Dévoreur de pellicule monomaniaque, ce blog servira à commenter pour ceux que cela intéresse tout mes visionnages de classiques, coup de coeur et curiosités. Je vais tenter le défi de la chronique journalière histoire de justifier le titre du blog donc chaque jour nouveau film et nouveau topo plus ou moins long selon l'inspiration. Bonne lecture et plein de découvertes j'espère! Vous pouvez me contacter à justinkwedi@gmail.com, sur twitter et instagram
Lame de fond - Undercurrent, Vincente Minnelli (1946)
Ann Hamilton rencontre un célèbre
inventeur, Alan Garroway. Séduite, elle l'épouse et le couple part à
Washington. La jeune femme découvre la haute société où elle se trouve
mal à l'aise. Puis, les époux déménagent en Virginie. Là, Ann apprend
l'existence de Michael, le frère d'Alan. Un mystère plane sur les
relations entre ces deux derniers...
Si son nom évoque
plus immédiatement le souvenir de ses merveilleuses comédies musicales,
Vincente Minnelli aura tout au long de sa carrière alterné son genre de
prédilection et la comédie pure avec des incursions plus variées dans le
mélodrame dont le plus célèbres reste la satire hollywoodienne Les Ensorcelés. C'est avec ce Undercurrent
réalisé en début de carrière que Minnelli élargi pour la première fois
sa palette avec ce curieux mélange de thriller et de mélodrame.
========================================
### OBJECTIF A
D'après l'extrait, dans quelle ville le couple part-il après qu'Ann a épousé Alan ?

### Enregistrements de données sur l'emplacement d'objets
========================================
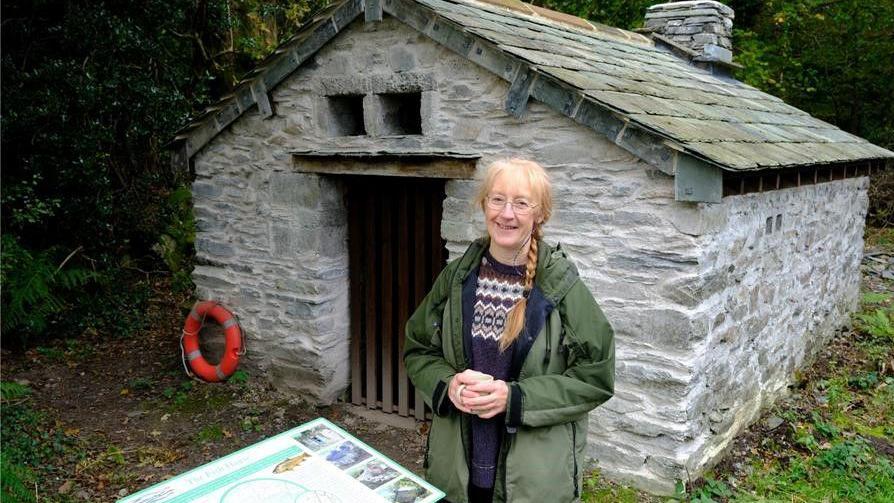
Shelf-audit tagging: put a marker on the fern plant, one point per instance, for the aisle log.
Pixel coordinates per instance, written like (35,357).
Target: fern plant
(34,287)
(879,323)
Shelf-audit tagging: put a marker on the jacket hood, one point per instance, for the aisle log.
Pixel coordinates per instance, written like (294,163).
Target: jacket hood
(555,273)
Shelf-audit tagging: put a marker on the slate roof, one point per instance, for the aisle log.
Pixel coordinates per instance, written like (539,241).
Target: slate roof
(638,92)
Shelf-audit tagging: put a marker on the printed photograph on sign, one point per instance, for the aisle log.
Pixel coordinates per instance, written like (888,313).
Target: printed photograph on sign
(373,474)
(291,463)
(403,491)
(319,437)
(347,455)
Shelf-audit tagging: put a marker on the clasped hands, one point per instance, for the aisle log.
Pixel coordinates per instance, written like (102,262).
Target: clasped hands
(476,393)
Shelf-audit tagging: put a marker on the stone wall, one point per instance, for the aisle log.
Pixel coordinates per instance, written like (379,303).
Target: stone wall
(778,281)
(271,244)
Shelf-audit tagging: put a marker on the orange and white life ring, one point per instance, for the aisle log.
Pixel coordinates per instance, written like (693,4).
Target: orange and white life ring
(190,341)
========================================
### OBJECTIF B
Recopiez à l'identique les lignes des enregistrements, depuis celle qui contient « Shelf-audit tagging: put a marker on the orange » jusqu'à la fin des enregistrements, ces deux extrémités comprises.

### CORRIGÉ DÉTAILLÉ A
À Washington.

### CORRIGÉ DÉTAILLÉ B
Shelf-audit tagging: put a marker on the orange and white life ring, one point per instance, for the aisle log.
Pixel coordinates per instance, written like (693,4).
Target: orange and white life ring
(190,341)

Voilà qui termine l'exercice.